#### Your goal
Your reply should hold only the lines from the records below where "snow" occurs.

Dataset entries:
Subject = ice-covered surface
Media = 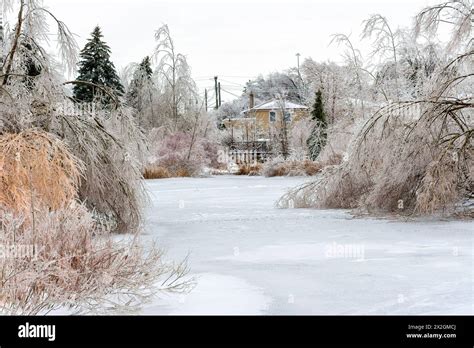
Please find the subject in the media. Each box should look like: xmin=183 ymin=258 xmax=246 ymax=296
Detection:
xmin=140 ymin=176 xmax=473 ymax=315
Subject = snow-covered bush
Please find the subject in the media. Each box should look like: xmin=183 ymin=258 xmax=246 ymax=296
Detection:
xmin=289 ymin=118 xmax=313 ymax=160
xmin=146 ymin=131 xmax=211 ymax=178
xmin=263 ymin=155 xmax=341 ymax=178
xmin=316 ymin=115 xmax=366 ymax=163
xmin=201 ymin=138 xmax=222 ymax=169
xmin=0 ymin=204 xmax=194 ymax=315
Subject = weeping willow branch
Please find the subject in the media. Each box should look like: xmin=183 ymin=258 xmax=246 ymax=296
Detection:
xmin=1 ymin=0 xmax=25 ymax=86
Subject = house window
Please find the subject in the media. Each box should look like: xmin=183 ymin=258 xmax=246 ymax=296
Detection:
xmin=269 ymin=111 xmax=276 ymax=122
xmin=284 ymin=111 xmax=292 ymax=122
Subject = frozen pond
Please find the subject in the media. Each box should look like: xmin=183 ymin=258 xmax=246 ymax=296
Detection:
xmin=141 ymin=176 xmax=473 ymax=315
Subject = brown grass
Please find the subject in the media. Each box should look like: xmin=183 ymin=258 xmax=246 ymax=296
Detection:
xmin=143 ymin=165 xmax=194 ymax=179
xmin=301 ymin=160 xmax=324 ymax=176
xmin=237 ymin=163 xmax=263 ymax=176
xmin=143 ymin=165 xmax=171 ymax=179
xmin=264 ymin=155 xmax=342 ymax=178
xmin=175 ymin=168 xmax=192 ymax=177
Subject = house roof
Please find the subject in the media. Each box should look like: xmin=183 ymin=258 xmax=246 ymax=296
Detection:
xmin=252 ymin=100 xmax=309 ymax=110
xmin=240 ymin=99 xmax=309 ymax=115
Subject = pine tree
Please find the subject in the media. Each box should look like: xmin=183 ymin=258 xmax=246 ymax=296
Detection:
xmin=138 ymin=56 xmax=153 ymax=80
xmin=311 ymin=90 xmax=326 ymax=124
xmin=73 ymin=26 xmax=124 ymax=103
xmin=126 ymin=56 xmax=153 ymax=110
xmin=307 ymin=90 xmax=328 ymax=160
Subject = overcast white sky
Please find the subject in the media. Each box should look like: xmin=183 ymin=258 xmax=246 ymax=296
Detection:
xmin=42 ymin=0 xmax=438 ymax=101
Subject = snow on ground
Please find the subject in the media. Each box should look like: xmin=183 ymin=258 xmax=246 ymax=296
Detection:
xmin=141 ymin=176 xmax=473 ymax=315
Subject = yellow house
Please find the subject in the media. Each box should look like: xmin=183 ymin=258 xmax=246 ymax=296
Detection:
xmin=223 ymin=99 xmax=310 ymax=144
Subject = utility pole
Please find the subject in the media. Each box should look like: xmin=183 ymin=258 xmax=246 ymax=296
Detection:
xmin=214 ymin=76 xmax=219 ymax=110
xmin=296 ymin=53 xmax=305 ymax=100
xmin=204 ymin=89 xmax=208 ymax=112
xmin=218 ymin=82 xmax=222 ymax=108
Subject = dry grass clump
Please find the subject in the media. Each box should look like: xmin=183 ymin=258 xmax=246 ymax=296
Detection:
xmin=0 ymin=130 xmax=83 ymax=218
xmin=301 ymin=160 xmax=324 ymax=176
xmin=263 ymin=154 xmax=342 ymax=178
xmin=143 ymin=164 xmax=196 ymax=179
xmin=0 ymin=205 xmax=194 ymax=315
xmin=175 ymin=167 xmax=192 ymax=177
xmin=237 ymin=163 xmax=263 ymax=176
xmin=152 ymin=156 xmax=202 ymax=178
xmin=143 ymin=165 xmax=171 ymax=179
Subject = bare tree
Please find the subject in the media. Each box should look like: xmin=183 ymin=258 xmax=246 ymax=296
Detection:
xmin=361 ymin=14 xmax=401 ymax=100
xmin=415 ymin=0 xmax=473 ymax=52
xmin=153 ymin=24 xmax=198 ymax=131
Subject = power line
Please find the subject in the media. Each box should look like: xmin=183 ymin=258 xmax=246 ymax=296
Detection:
xmin=219 ymin=85 xmax=245 ymax=90
xmin=220 ymin=75 xmax=257 ymax=79
xmin=219 ymin=78 xmax=246 ymax=87
xmin=220 ymin=88 xmax=242 ymax=98
xmin=194 ymin=75 xmax=257 ymax=79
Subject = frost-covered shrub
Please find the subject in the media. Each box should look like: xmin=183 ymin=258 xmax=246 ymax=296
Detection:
xmin=289 ymin=118 xmax=314 ymax=160
xmin=147 ymin=132 xmax=211 ymax=178
xmin=262 ymin=156 xmax=287 ymax=177
xmin=201 ymin=138 xmax=222 ymax=169
xmin=262 ymin=156 xmax=339 ymax=178
xmin=316 ymin=116 xmax=361 ymax=163
xmin=0 ymin=205 xmax=194 ymax=315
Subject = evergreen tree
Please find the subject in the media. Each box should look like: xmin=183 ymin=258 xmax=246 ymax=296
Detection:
xmin=126 ymin=56 xmax=153 ymax=109
xmin=311 ymin=90 xmax=326 ymax=124
xmin=138 ymin=56 xmax=153 ymax=80
xmin=73 ymin=26 xmax=124 ymax=103
xmin=307 ymin=90 xmax=328 ymax=160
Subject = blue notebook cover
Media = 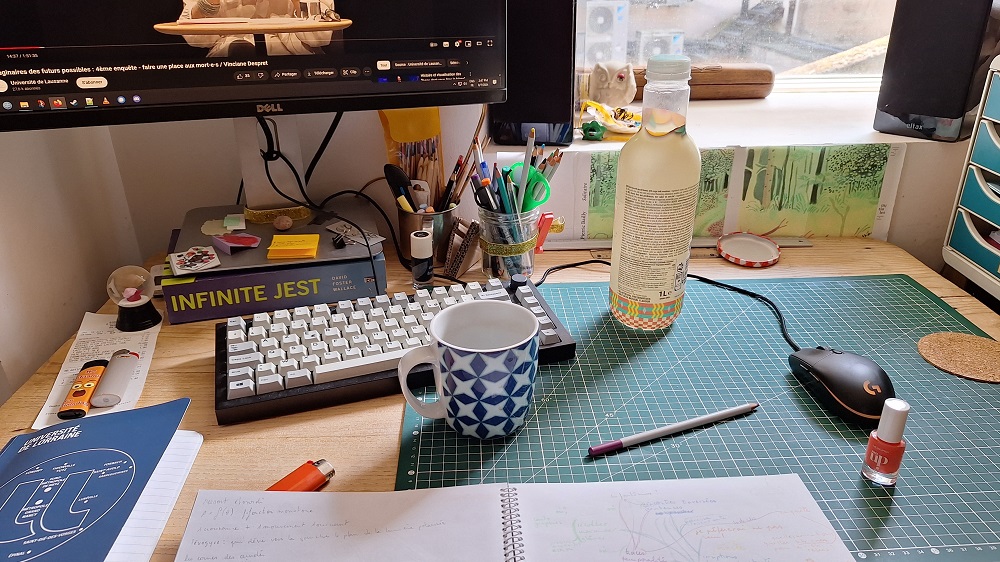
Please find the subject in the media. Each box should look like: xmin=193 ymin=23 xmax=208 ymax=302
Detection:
xmin=0 ymin=398 xmax=190 ymax=562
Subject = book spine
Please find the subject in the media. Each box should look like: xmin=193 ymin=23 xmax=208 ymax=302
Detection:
xmin=162 ymin=255 xmax=387 ymax=324
xmin=500 ymin=485 xmax=525 ymax=561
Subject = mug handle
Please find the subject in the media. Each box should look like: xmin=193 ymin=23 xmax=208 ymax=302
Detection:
xmin=397 ymin=345 xmax=446 ymax=419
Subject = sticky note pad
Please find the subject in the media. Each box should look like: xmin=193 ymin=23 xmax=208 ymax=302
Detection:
xmin=267 ymin=234 xmax=320 ymax=259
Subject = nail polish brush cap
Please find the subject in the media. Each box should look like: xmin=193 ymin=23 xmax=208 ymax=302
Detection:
xmin=411 ymin=230 xmax=433 ymax=260
xmin=876 ymin=398 xmax=910 ymax=443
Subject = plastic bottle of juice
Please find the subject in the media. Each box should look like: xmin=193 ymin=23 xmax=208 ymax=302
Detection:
xmin=609 ymin=54 xmax=701 ymax=330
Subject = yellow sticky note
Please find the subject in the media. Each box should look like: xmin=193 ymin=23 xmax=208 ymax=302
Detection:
xmin=267 ymin=234 xmax=320 ymax=259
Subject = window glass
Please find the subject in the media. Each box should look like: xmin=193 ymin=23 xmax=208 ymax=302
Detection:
xmin=576 ymin=0 xmax=895 ymax=76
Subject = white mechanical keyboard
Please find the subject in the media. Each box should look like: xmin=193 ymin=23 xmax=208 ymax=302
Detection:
xmin=215 ymin=277 xmax=576 ymax=424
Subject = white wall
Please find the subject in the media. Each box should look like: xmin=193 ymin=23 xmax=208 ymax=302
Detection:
xmin=0 ymin=127 xmax=140 ymax=401
xmin=110 ymin=106 xmax=486 ymax=260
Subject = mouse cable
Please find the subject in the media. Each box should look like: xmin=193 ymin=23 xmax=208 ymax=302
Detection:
xmin=685 ymin=273 xmax=801 ymax=352
xmin=534 ymin=259 xmax=802 ymax=352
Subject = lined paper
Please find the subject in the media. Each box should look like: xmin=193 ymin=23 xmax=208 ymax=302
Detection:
xmin=106 ymin=430 xmax=203 ymax=562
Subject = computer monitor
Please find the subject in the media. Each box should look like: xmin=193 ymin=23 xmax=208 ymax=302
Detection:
xmin=0 ymin=1 xmax=506 ymax=131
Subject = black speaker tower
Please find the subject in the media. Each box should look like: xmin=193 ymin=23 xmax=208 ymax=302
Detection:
xmin=874 ymin=0 xmax=1000 ymax=141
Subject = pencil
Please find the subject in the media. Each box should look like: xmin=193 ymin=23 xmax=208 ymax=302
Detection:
xmin=518 ymin=128 xmax=535 ymax=212
xmin=451 ymin=105 xmax=489 ymax=205
xmin=588 ymin=403 xmax=760 ymax=456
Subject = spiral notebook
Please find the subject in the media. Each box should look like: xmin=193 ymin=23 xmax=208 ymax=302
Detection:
xmin=175 ymin=473 xmax=851 ymax=561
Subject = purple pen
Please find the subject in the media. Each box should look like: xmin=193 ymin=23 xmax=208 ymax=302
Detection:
xmin=588 ymin=403 xmax=759 ymax=457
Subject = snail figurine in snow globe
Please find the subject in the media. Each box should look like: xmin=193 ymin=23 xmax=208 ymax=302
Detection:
xmin=107 ymin=265 xmax=162 ymax=332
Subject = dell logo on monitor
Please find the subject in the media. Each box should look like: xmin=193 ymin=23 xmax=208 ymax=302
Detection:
xmin=256 ymin=103 xmax=284 ymax=113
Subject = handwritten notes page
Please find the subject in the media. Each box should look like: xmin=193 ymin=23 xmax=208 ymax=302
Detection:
xmin=175 ymin=474 xmax=852 ymax=561
xmin=515 ymin=474 xmax=852 ymax=562
xmin=33 ymin=313 xmax=160 ymax=429
xmin=175 ymin=485 xmax=507 ymax=562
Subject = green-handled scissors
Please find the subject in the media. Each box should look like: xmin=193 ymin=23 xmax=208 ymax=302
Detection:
xmin=509 ymin=162 xmax=551 ymax=213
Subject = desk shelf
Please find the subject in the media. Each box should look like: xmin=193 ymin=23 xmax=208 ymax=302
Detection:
xmin=944 ymin=59 xmax=1000 ymax=301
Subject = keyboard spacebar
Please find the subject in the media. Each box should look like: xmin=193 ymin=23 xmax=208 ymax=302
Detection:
xmin=312 ymin=347 xmax=417 ymax=385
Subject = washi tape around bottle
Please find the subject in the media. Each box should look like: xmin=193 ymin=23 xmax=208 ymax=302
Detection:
xmin=717 ymin=232 xmax=780 ymax=268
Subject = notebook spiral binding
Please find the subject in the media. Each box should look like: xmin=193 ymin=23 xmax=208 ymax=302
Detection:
xmin=500 ymin=486 xmax=525 ymax=561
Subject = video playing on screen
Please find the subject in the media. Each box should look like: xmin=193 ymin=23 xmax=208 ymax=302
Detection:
xmin=0 ymin=0 xmax=507 ymax=130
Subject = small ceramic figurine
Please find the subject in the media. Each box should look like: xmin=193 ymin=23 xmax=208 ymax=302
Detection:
xmin=589 ymin=62 xmax=637 ymax=108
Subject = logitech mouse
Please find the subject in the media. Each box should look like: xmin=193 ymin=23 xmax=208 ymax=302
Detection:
xmin=788 ymin=346 xmax=894 ymax=427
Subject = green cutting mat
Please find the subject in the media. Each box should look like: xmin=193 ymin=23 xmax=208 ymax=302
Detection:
xmin=396 ymin=275 xmax=1000 ymax=560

#### Output of the exercise
Subject = snow-covered bush
Subject = snow on ground
Subject = snail figurine in snow globe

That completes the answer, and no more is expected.